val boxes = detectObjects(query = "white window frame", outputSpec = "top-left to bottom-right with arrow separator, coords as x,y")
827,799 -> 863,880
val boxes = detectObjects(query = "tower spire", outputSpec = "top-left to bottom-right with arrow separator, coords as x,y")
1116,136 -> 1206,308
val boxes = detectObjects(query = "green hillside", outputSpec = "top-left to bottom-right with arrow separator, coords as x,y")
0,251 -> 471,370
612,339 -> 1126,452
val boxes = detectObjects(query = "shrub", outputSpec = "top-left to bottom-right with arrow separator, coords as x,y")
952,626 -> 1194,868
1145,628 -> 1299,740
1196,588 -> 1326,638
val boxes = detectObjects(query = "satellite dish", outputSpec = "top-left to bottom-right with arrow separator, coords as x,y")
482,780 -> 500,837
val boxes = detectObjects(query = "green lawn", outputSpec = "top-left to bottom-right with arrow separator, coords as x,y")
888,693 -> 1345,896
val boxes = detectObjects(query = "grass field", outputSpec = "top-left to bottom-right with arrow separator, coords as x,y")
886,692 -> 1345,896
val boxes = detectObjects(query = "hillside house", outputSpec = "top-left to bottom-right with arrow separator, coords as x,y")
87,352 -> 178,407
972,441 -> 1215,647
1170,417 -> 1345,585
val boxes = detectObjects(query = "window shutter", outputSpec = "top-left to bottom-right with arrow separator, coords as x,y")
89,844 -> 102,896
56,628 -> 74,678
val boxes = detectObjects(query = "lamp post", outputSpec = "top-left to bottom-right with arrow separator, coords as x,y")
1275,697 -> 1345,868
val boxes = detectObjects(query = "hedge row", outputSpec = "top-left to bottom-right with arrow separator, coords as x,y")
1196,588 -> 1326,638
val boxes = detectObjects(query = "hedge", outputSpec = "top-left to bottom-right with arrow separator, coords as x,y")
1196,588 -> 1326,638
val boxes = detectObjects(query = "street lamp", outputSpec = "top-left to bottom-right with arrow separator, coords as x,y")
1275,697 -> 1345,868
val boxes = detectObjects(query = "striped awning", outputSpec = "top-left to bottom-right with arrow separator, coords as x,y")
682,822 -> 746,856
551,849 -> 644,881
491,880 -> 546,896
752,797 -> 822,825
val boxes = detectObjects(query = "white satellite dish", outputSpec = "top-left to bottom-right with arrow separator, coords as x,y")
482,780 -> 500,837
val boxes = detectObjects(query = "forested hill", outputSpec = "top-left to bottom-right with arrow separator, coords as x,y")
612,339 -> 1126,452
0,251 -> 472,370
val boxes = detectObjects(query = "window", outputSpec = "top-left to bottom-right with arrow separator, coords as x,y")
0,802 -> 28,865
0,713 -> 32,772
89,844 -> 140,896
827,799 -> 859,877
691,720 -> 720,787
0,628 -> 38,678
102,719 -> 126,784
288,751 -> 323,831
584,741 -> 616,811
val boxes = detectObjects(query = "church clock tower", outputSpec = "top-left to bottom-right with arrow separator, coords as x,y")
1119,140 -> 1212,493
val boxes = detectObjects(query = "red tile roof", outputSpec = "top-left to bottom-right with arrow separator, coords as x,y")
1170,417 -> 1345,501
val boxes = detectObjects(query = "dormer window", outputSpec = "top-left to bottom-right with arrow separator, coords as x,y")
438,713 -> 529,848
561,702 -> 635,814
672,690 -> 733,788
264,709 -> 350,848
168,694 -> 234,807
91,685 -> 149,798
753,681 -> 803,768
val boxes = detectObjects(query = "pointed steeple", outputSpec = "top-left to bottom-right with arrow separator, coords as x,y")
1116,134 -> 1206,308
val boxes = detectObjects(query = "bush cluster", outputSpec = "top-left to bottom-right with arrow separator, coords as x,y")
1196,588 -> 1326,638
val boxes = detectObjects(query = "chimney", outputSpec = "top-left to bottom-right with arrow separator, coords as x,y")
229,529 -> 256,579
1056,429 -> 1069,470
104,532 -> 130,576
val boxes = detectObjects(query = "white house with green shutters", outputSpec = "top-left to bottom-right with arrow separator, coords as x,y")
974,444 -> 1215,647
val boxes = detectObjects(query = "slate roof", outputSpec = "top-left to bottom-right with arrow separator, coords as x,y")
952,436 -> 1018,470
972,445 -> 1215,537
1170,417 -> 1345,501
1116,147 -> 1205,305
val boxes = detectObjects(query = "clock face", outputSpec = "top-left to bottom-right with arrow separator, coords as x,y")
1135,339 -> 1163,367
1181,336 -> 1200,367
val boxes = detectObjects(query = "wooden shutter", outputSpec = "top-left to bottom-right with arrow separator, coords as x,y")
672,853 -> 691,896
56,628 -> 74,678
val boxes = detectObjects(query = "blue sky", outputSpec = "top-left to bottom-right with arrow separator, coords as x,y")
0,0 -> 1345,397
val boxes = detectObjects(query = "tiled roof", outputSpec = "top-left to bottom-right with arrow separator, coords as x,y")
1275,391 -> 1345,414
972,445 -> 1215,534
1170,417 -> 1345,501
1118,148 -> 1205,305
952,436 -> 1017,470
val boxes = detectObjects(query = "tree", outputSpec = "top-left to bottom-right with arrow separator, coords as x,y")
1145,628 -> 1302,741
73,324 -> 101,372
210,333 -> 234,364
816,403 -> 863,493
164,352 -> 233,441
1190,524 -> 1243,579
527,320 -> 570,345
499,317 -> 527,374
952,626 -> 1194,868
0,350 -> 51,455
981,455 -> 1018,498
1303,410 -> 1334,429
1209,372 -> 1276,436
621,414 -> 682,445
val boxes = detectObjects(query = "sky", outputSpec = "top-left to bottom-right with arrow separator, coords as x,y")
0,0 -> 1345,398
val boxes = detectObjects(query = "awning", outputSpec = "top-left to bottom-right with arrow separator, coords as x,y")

•••••

• [AIM OF THE EXERCISE] Please rescale the rows from the start through the line with "888,693 -> 1345,896", both ends included, and write out only those lines, requests too. Multiply every box coordinate by 0.25 and round to whole numbers, with halves going up.

• [SOLUTION TO THIS PROBLEM]
val boxes = detectObjects(query = "white window frame", outputSpec = "top-left to bottom-right with arrow separator, coords as x,y")
207,200 -> 216,220
val boxes = detectObjects(query = "tower spire", outputSpec = "top-left to bottom-right with arrow separator, coords as x,y")
279,34 -> 302,77
val boxes = detectObjects(query = "green hillside", outputSpec = "top-left to bottom-right with arrow separator, coords as x,y")
0,63 -> 118,93
153,85 -> 282,113
val boxes = detectObjects(query = "shrub", outputSpec = "top-left to bottom-right with arrow separator, coords as x,y")
238,157 -> 299,217
286,157 -> 325,185
299,147 -> 332,160
val boxes = detectObjects(query = "satellite dish", outputSpec = "top-left to bottom-right with arrow separator, coords as x,y")
121,195 -> 125,209
val boxes = detectObjects(query = "green lawn", outputSpec = "top-left to bottom-right with arrow separator, coords as x,y")
222,173 -> 336,224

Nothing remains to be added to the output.